§ Task to complete
In the lines below, change "hooded figure" to "cloaked figure" and give the lines again with nothing else altered.

§ Detection examples
*-*-*
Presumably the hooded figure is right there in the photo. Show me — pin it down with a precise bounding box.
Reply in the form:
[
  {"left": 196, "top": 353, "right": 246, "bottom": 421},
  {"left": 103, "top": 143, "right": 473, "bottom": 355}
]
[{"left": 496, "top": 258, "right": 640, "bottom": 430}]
*-*-*
§ Complete output
Presumably the cloaked figure is right there in the photo. Show me — pin it down with a precise bounding box.
Reply in the form:
[
  {"left": 196, "top": 353, "right": 246, "bottom": 421},
  {"left": 103, "top": 143, "right": 473, "bottom": 355}
]
[{"left": 496, "top": 258, "right": 640, "bottom": 430}]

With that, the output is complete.